*THINGS TO DO*.
1. From the article on the economics of Israeli-Palestinian peace, reproduce the part that opens with the words containing "On Nov. 6, he" and closes with "the peace process.".
2. Answer these questions using the article on the economics of Israeli-Palestinian peace:
(a) How much additional aid did John Kerry pledge for the Palestinians on Nov. 6?
(b) How much does it cost Israel each year to protect the settlers?
(c) About what share of state spending does Israel's defence budget make up?
3. Extend the article on the economics of Israeli-Palestinian peace, picking up after its final sentence.

____ PAGE

Peace would unleash huge economic potential

U.S. Secretary of State John Kerry spent a good part of last week shuttling between Israeli and Palestinian leaders trying to salvage the peace talks.

On Nov. 6, he pledged an additional $75 million (all figures US) in aid for the Palestinians for infrastructure and educational programs. The funds, The Times of Israel reported, were designed to show the Palestinians a tangible result from the peace process.

Israel also stands to benefit. As Ehud Olmert, Israel’s former prime minister, put it starkly: “Without a Palestinian state, the State of Israel is finished.”

The price of the conflict for Israel – holding the territories and protecting the settlers – is astronomical. The Israeli government spends more on building Jewish settlements in the occupied territories than it does on housing, education and health combined.

Israel’s social fabric has been destroyed since the Six Day War, as governments, left and right, have obfuscated as to how much they were really spending on the settlements.

Since 1967, when Jewish settlement began in the West Bank and the Gaza Strip, the expenditure has risen to more than 110 billion shekels ($31 billion).

It costs Israel 1.5 billion shekels annually to protect the settlers. The country’s defence budget is one of the highest in the world and constitutes about 17 per cent of state spending.

At the same time, the government feeds public fears about “the security threats” that would result if Israel gave up the West Bank, at a time when the government’s real priority is how to stay in power by preserving the ruling coalition cobbled together after each election.

Of course, the price paid to keep these improbable coalitions intact translates into billions of shekels to buy the co-operation of coalition members.

Palestinian-Israeli business and economic relations could serve as an anchor of stability and prosperity, which are key factors in achieving peaceful relations in this region. Economic relations can greatly impact both economies, promoting win-win outcomes for Palestinians and Israelis in the long term.

Israeli President Shimon Peres’ vision of a New Middle East is relevant today more than ever: “Peace would yield a tourism momentum, the opening of modern factories, joint projects relating to energy, water, preserving the environment, free trade. Virtually in every field, the new generations will use iPhones instead of stones.”

________
____ DATA ENTRIES

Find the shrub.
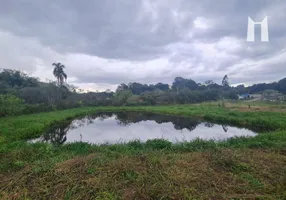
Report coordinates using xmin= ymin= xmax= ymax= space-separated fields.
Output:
xmin=0 ymin=94 xmax=24 ymax=117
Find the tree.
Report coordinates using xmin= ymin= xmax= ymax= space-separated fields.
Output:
xmin=222 ymin=75 xmax=229 ymax=88
xmin=53 ymin=63 xmax=67 ymax=99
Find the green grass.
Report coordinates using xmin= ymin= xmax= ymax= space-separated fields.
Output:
xmin=0 ymin=103 xmax=286 ymax=199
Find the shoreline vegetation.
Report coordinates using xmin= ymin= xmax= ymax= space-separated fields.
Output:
xmin=0 ymin=102 xmax=286 ymax=199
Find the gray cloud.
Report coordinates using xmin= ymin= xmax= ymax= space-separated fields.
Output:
xmin=0 ymin=0 xmax=286 ymax=89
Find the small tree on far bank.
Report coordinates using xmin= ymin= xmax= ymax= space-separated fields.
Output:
xmin=53 ymin=63 xmax=67 ymax=99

________

*OUTPUTS IN ORDER*.
1.
On Nov. 6, he pledged an additional $75 million (all figures US) in aid for the Palestinians for infrastructure and educational programs. The funds, The Times of Israel reported, were designed to show the Palestinians a tangible result from the peace process.

2.
(a) $75 million
(b) 1.5 billion shekels
(c) About 17 per cent

3.
The economic situation of Palestinians is well below the standard of living of Israelis and Europeans. Their per capita income is $2,900 per year, while the per capita income of Israelis is $32,000 per year, according to the International Monetary Fund.

Israel, for many years a country under siege, is now strong and confident, and has much to offer the region. As Peres observed, “Our main effort until now was to defend Zion. Our main effort now is to convey a message that Israel is powerful and strong and has something to offer.”

Peres’ New Middle East peace plan is based on market liberalization and regional economic co-operation. The idea is embedded in the globalization process, which can bring an end to regional conflicts and replace national interests with multinational interests.

The idea is rather simple: globalization calls for market liberalization and a more powerful role for business. Economic prosperity would create incentives for people to act peacefully, because they’ll want to participate in and gain from the economic growth.

The economic benefits for the Palestinian side are clear.

Palestinian exports could cumulatively rise to some $11 billion per annum (compared to $500 million in the last few years). Palestinian employment would similarly benefit through the creation of more than 500,000 new Palestinian jobs, nearly doubling the number of jobs that were on the market six years ago, from 600,000 to more than 1.1 million.

The cumulative contribution to Palestinian GDP (in value added terms) would amount to approximately $8 billion, thereby tripling it from some $4 billion in 2005 to approximately $12 billion.

The economic benefits for Israel are even greater.

If one looks at the value of Israeli exports alone, one can see that exports cumulatively could rise by more than $17 billion through the creation and development of two new major export-oriented growth-engines: the Arab Free Trade Area bloc (AFTA) and the Palestinian Authority market will give Israeli exports a potential market of $12 billion, while Holy Land tourism has the potential to transform Israel and the PA into important players in the global tourist market.

But before the two sides can reap these benefits, they must make a strategic decision to live side-by-side under a two-state solution, which would be conducive to stability, security and an improved economy. Economic co-operation is the only avenue that promises strong and immediate benefits.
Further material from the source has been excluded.